_Data shown_
Start of Block

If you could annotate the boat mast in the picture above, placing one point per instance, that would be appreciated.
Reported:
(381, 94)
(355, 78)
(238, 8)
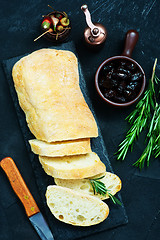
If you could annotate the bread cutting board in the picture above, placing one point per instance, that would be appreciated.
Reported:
(60, 230)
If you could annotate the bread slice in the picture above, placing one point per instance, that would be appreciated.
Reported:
(56, 149)
(111, 181)
(73, 167)
(75, 208)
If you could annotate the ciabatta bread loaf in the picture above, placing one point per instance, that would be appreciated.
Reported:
(47, 84)
(111, 181)
(75, 208)
(64, 148)
(73, 167)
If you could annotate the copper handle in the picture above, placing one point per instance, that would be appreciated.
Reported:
(19, 186)
(130, 42)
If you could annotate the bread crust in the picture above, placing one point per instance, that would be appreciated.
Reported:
(67, 168)
(63, 148)
(112, 182)
(47, 84)
(75, 208)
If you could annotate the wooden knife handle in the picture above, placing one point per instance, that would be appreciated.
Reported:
(19, 186)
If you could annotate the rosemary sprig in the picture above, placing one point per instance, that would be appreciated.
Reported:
(146, 115)
(99, 187)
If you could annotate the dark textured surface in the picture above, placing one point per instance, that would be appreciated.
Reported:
(20, 21)
(60, 230)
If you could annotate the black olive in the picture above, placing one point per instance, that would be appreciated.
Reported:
(119, 99)
(132, 67)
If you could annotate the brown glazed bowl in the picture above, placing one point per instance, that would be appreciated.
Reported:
(62, 37)
(130, 42)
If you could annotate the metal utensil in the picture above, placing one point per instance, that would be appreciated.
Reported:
(23, 193)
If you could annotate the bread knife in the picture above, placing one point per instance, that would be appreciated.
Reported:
(23, 193)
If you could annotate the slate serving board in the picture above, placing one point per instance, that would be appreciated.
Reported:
(60, 230)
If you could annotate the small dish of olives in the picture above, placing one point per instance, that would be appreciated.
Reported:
(120, 80)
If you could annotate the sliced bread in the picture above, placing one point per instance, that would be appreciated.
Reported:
(73, 167)
(75, 208)
(56, 149)
(111, 181)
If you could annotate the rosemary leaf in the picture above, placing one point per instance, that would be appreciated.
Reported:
(145, 115)
(99, 187)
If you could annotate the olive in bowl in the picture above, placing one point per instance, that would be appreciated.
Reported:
(120, 81)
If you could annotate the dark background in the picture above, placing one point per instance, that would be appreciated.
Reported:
(20, 24)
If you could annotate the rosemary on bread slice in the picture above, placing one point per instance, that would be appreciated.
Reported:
(100, 187)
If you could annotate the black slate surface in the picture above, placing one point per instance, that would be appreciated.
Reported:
(60, 230)
(20, 24)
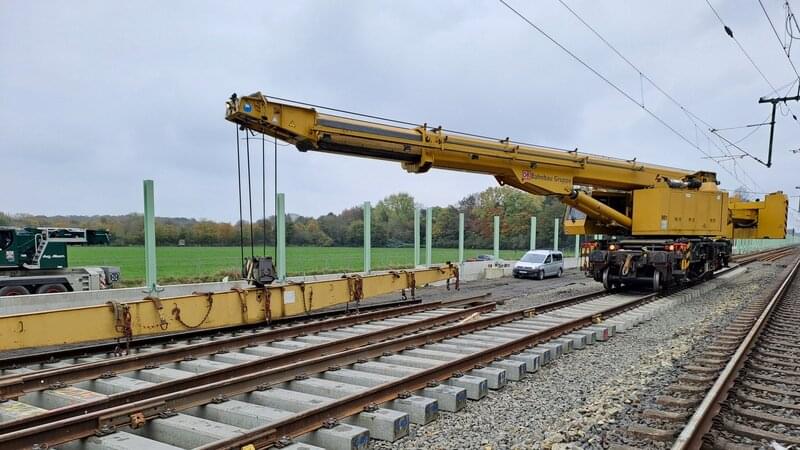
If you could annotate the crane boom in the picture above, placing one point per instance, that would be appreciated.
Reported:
(653, 206)
(537, 170)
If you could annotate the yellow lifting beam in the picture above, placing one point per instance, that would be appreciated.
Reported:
(203, 310)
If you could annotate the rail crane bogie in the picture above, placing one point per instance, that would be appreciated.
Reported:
(660, 225)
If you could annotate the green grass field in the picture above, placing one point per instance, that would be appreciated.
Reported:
(193, 264)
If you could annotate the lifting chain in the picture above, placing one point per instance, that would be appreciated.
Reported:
(454, 268)
(411, 282)
(176, 311)
(267, 305)
(355, 286)
(122, 324)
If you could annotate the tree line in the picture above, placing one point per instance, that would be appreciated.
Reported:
(392, 224)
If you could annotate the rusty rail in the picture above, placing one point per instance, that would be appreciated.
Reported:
(238, 370)
(182, 394)
(12, 386)
(692, 435)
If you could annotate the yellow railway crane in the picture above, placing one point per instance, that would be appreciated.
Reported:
(665, 225)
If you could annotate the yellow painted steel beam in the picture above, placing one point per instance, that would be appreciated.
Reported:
(203, 310)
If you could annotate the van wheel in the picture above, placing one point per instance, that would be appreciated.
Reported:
(13, 290)
(51, 288)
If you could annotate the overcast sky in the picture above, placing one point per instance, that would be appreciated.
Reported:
(96, 96)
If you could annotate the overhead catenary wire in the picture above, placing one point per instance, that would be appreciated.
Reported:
(642, 76)
(615, 87)
(729, 32)
(783, 45)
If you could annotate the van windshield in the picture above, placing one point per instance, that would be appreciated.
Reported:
(533, 258)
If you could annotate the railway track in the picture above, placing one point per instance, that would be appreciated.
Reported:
(742, 391)
(376, 372)
(411, 375)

End of Block

The answer must be an exact copy of the entries, with the pictures omitted.

If you could annotate the boat mast in the picture above, placing one point per instance, that would be appreciated.
Reported:
(381, 94)
(355, 78)
(238, 8)
If you could annotate the bread cutting board in the picture above, placing one point per instance, that would be appreciated.
Reported:
(60, 230)
If you could annotate the bread slice in the picture above, placing one point per instance, that would be appreciated.
Reported:
(56, 149)
(111, 181)
(73, 167)
(75, 208)
If you could annotate the ciabatta bread loaf in the picture above, placing one point per instance, that would be appreciated.
Reported:
(47, 84)
(111, 181)
(75, 208)
(64, 148)
(73, 167)
If you could annotate the copper handle in the picture above, placing one point per instance, that would be appreciated.
Reported:
(19, 186)
(130, 42)
If you could annotate the bread crust in the picture above, placing one point per instance, that would be appreciated.
Reported:
(67, 168)
(63, 148)
(112, 182)
(47, 84)
(75, 208)
If you could annotate the wooden knife handle in the picture above, placing one point per instance, that would be appreciated.
Reported:
(19, 186)
If you could annotate the rosemary sprig in the picture above, placing one point per instance, that would be appreciated.
Reported:
(146, 115)
(99, 187)
If you could annotate the dark textured surface in the picture above, placing one point per instance, that would be appreciated.
Reported:
(20, 21)
(60, 230)
If you could annotate the black olive in the picture above, placing one point per instance, that would be appreciated.
Reported:
(119, 99)
(132, 67)
If you could annotate the brown glazed bowl in the picture above, placing one point per instance, that would be appreciated.
Reported:
(62, 37)
(130, 42)
If you could annotate the metal utensil in the picture above, placing one point per instance, that would be appreciated.
Reported:
(23, 193)
If you could annotate the bread knife in the picture above, placing one point per instance, that would be appreciated.
Reported:
(23, 193)
If you could annotate the slate serving board in the picture above, placing one point per instance, that would be appreciated.
Reported:
(60, 230)
If you could annotate the small dish of olives in the picture above, placing one point per instance, that would be appreciated.
Reported:
(120, 80)
If you could annotate the sliced bread in the picture above, placing one point per instance, that would be appreciated.
Reported:
(73, 167)
(75, 208)
(56, 149)
(111, 181)
If you could annotate the rosemary leaf in the picture above, placing one point per instance, that would be appreciated.
Reported:
(145, 115)
(99, 187)
If you could annotate the olive in bowl in the picture above, placing one point per instance, that would be appreciated.
Reported:
(120, 81)
If you could annotate the dark background in the picture above, placing one point per instance, that would be appreciated.
Reported:
(20, 24)
If you could annotate the rosemary on bread slice in the picture above, placing one point per instance, that would be appreciated.
Reported:
(100, 187)
If you could annotate the black slate surface in the picture above, placing one point per instance, that would be appreciated.
Reported:
(60, 230)
(20, 24)
If you could annotate the crane boom in the picture above, placing one point per instance, that would be appreciated.
Reported:
(653, 206)
(537, 170)
If you could annotate the yellow lifting beam in the picture above, placing one point per instance, that would be appreciated.
Reported:
(203, 310)
If you could annotate the rail crane bogie in the picture above, placing one point per instance, that would be appreciated.
Reported:
(660, 225)
If you could annotate the green grass field in the picture above, placing one point per instance, that would be appreciated.
Reported:
(193, 264)
If you could annotate the lifting chain in the picture above, placing one point per instance, that would be appreciated.
Reported:
(454, 268)
(411, 282)
(176, 311)
(267, 305)
(355, 286)
(122, 324)
If you could annotate the tree line in the picture above, placing one point per instance, that would be appreciated.
Reported:
(392, 224)
If you could annotate the rusty rail in the picture above, placing one point per instance, that would be appreciated.
Reported:
(238, 370)
(182, 394)
(12, 386)
(692, 435)
If you could annotate the yellow railway crane in the picture above, placing one point per instance, that would be appreciated.
Reported:
(665, 225)
If you could annotate the yellow painted steel beam in the picture above, placing one point per instance, that would be appreciated.
Reported:
(203, 310)
If you could annotate the van wheel in the picture above, placing one point per instance, that would be appreciated.
Reported:
(13, 290)
(51, 288)
If you could annotate the overcast sky in the picture above, placing one point per instance, that would be appreciated.
Reported:
(96, 96)
If you could annotate the overhead catenary wire in the picture above, placing one point per instance, that would be appreciated.
Reported:
(642, 76)
(615, 87)
(729, 32)
(783, 45)
If you could annotate the van windshield in the picture above, placing one point per instance, that would be appreciated.
Reported:
(533, 258)
If you could annotate the railway track in the picture above, placing one point per instance, that would be appreciated.
Reported:
(742, 391)
(376, 372)
(411, 375)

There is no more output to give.